:: Parts of the exercise ::
- A) In the article about the new School of Biomedical Engineering, give the stretch from "L-R: Dermot Kelleher, Dean" through "of both faculties." again, changing "Applied Science" to "Engineering" throughout.
- B) Name every health challenge that the article about the new School of Biomedical Engineering lists as one that engineering can offer new solutions to.
- C) Recast the paragraph of the article about the new School of Biomedical Engineering that begins "The school will be the new home" as a short bulleted list, keeping its main facts.

L-R: Dermot Kelleher, Dean of the Faculty of Medicine, and James Olson, Interim Dean of the Faculty of Applied Science.
Dermot Kelleher, the Dean of the Faculty of Medicine, and James Olson, the Acting Dean of the Faculty of Applied Science, co-authored an editorial about the new UBC School of Biomedical Engineering that was published in the Vancouver Sun Aug. 19.
The piece explains the reasons for the creation of the school, which was officially established July 1 as a joint entity of both faculties.
The school will be the new home of UBC’s current graduate biomedical engineering programs, which will welcome its seventh cohort this fall. An initial complement of faculty members and staff will support the school, which will also house the Biomedical Research Centre. Its founding director is Peter Zandstra, who is joining UBC from the University of Toronto.
Describing the collaboration between researchers from both faculties that led to the invention of the Phone Oximeter, the deans go on to describe how the school will “break down antiquated academic boundaries… applying an engineering mindset to disease prevention, diagnosis and treatment… extending engineering into realms that most people have a hard time grasping: the splicing of genes, the rearrangement of proteins, and the cultivation of stem cells, which can be coaxed into repairing or even replacing damaged tissues or organs.”
“This is a squishier world than many engineers are used to,” Dr. Kelleher and Dr. Olson write. “But it’s governed by the same physical principles that all engineering students must master. And it’s just as yielding to their quantitative approach and creative design skills, which offer new solutions to society’s major health challenges, including cancer, neurological disease, cardiovascular disease and diabetes.”
They go on to say that “UBC is the first university in Western Canada to recognize the importance of this burgeoning field with a school of its own. And we are doing it at a propitious time, as British Columbia diversifies its resource-based economy by cultivating a vibrant tech sector, and as the province joins the University of Washington in creating the Cascadia Urban Analytics Cooperative, emulating the success of such regional tech hubs as Silicon Valley, North Carolina’s Research Triangle, and Boston’s Route 128 Corridor.”

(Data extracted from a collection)
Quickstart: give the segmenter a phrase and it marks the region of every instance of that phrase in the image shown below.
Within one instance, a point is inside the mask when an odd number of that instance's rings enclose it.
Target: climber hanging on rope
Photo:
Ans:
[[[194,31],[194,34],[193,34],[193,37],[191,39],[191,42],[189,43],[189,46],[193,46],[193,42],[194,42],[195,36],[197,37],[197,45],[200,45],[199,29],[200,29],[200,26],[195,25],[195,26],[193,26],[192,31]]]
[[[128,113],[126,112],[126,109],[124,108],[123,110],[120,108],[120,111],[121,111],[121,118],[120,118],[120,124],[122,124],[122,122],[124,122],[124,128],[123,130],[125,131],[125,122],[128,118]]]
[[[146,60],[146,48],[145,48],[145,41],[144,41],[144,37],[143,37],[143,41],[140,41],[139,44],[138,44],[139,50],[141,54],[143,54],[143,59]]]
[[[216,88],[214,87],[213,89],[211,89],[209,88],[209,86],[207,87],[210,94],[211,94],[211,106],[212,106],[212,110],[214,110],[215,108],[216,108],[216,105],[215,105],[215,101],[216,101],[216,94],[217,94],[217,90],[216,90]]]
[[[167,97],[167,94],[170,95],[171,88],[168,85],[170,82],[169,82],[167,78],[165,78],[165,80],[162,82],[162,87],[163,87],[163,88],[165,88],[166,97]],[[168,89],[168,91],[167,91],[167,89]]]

:: Results for the exercise ::
- A)
L-R: Dermot Kelleher, Dean of the Faculty of Medicine, and James Olson, Interim Dean of the Faculty of Engineering.
Dermot Kelleher, the Dean of the Faculty of Medicine, and James Olson, the Acting Dean of the Faculty of Engineering, co-authored an editorial about the new UBC School of Biomedical Engineering that was published in the Vancouver Sun Aug. 19.
The piece explains the reasons for the creation of the school, which was officially established July 1 as a joint entity of both faculties.

- B)
- Cancer
- Neurological disease
- Cardiovascular disease
- Diabetes

- C)
- The school becomes the home of UBC's current graduate biomedical engineering programs, which welcome their seventh cohort this fall.
- An initial complement of faculty members and staff will support it.
- It will house the Biomedical Research Centre.
- Its founding director is Peter Zandstra, who is joining UBC from the University of Toronto.